*** Block opens ***
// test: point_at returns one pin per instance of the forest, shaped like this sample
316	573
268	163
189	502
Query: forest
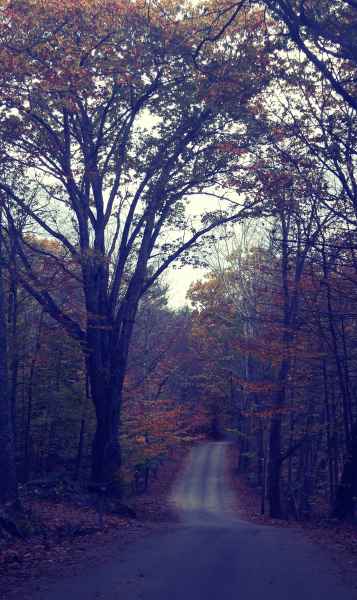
*** Block closes ***
Count how many lines in the entries above hold the word "forest". Give that number by itself.

2